*** RECORDS SHOWN ***

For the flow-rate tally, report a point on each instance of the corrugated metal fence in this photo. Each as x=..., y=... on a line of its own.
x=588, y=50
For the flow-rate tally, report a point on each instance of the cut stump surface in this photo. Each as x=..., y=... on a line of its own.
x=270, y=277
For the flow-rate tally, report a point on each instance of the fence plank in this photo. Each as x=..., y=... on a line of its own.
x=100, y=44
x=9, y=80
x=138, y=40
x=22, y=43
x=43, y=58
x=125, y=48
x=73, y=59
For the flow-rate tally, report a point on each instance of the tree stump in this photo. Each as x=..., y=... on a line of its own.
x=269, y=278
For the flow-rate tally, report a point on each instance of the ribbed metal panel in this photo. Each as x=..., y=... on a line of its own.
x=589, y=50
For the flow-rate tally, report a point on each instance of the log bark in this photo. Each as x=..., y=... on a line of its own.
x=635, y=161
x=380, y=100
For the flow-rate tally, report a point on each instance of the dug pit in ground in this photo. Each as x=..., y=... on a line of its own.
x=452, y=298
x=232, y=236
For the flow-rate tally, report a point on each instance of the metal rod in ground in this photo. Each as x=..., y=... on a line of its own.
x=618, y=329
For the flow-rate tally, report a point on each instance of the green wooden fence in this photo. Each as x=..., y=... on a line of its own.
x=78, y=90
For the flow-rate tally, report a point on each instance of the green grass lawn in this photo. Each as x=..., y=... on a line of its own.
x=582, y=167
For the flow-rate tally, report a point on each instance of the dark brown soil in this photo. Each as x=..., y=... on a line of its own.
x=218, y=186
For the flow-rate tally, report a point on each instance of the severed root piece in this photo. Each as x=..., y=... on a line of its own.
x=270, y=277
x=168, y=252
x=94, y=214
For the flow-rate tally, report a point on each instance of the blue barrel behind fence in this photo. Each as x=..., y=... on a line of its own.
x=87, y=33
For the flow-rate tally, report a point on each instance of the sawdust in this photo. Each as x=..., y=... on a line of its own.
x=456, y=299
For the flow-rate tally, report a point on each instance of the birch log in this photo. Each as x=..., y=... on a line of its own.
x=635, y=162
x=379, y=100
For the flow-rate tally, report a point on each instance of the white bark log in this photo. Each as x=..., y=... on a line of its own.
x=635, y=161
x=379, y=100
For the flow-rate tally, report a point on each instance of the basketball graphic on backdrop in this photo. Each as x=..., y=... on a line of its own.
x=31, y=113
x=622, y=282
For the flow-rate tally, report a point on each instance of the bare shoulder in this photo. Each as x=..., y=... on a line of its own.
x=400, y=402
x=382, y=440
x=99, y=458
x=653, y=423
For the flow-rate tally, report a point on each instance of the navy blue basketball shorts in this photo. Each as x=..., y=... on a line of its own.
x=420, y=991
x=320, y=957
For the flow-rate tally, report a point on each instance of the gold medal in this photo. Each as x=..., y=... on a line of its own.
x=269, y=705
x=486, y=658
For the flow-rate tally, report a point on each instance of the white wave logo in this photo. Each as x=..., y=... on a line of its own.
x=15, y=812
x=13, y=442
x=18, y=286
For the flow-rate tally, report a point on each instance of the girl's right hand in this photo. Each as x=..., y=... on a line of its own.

*** End of RECORDS SHOWN ***

The data should be written out again in full, exactly as it stands.

For the flow-rate tally, report a point on each instance of the corrugated metal fence in this photo. Each as x=..., y=... on a line of its own.
x=588, y=50
For the flow-rate tally, report a point on each instance of the cut stump surface in this photo. Each as x=..., y=... on a line of its own.
x=270, y=277
For the flow-rate tally, report a point on each instance of the fence plank in this photo. Each as x=..., y=... on a line of its own.
x=100, y=44
x=9, y=80
x=138, y=40
x=22, y=43
x=43, y=58
x=125, y=48
x=73, y=59
For the flow-rate tally, report a point on each instance of the tree stump in this photo. Each as x=..., y=... on a line of its own.
x=269, y=278
For the flow-rate tally, report a point on each instance of the ribbed metal panel in this photo. Each as x=..., y=... on a line of its own.
x=589, y=50
For the flow-rate tally, report a point on each instance of the log bark in this photo. Each as x=..., y=... on a line of its own.
x=635, y=161
x=380, y=100
For the flow-rate tally, report a point on each instance of the dug pit in ground in this photo. Each as x=..., y=... on a line of its own.
x=452, y=298
x=232, y=236
For the flow-rate tally, report a point on each instance of the metal rod in ground in this photo. Each as x=..., y=... on a line of its own.
x=618, y=329
For the flow-rate tally, report a point on each instance of the green wooden fence in this photo. Each as x=..., y=... on a line of its own.
x=78, y=90
For the flow-rate tally, report a point on each instance of the green grass lawn in this photo. Each as x=..., y=... on a line of its own.
x=582, y=167
For the flow-rate tally, report a point on each instance of the dark brown soil in this photo. Each as x=..., y=... on a line of its own.
x=218, y=186
For the flow-rate tally, report a point on each instance of the severed root piece in this photo. Each as x=..., y=... on a line of its own.
x=270, y=277
x=168, y=252
x=94, y=214
For the flow-rate tally, report a point on each instance of the blue barrel behind fence in this photo. Each as x=..., y=... on a line of its own.
x=87, y=33
For the flow-rate tally, report a point on each instance of the sawdust in this photo. Each as x=..., y=... on a line of its own.
x=456, y=299
For the flow-rate tally, report a point on each instance of the birch log in this photo. Each as x=..., y=... on a line of its own.
x=635, y=162
x=379, y=100
For the flow-rate tally, report a point on each instance of the white bark log in this photo. Each as x=..., y=... on a line of its own.
x=635, y=161
x=379, y=100
For the flow-rate tally, report a point on each instance of the basketball graphic on backdrop in this photo. Each as x=..., y=... on a line of its own.
x=31, y=113
x=622, y=282
For the flow-rate tally, report a point on each instance of the bare shoulder in this photo. Each as x=..., y=... on a line of its own.
x=400, y=402
x=382, y=440
x=99, y=458
x=653, y=423
For the flow-rate tally, report a point on each instance of the navy blue basketball shorts in this photo. Each as x=..., y=... on a line of its own.
x=420, y=991
x=320, y=957
For the flow-rate tally, report a point on each instance of the gold medal in this photo. Each as x=..., y=... on a line of its own.
x=269, y=705
x=486, y=658
For the flow-rate tally, report a point on each instance of the white wave logo in this photo. Each as x=..., y=... on a line of its own.
x=15, y=812
x=13, y=442
x=18, y=286
For the flow-rate tally, report a point on each instance of the girl's right hand in this photo. Each as x=..., y=... on a line of its own.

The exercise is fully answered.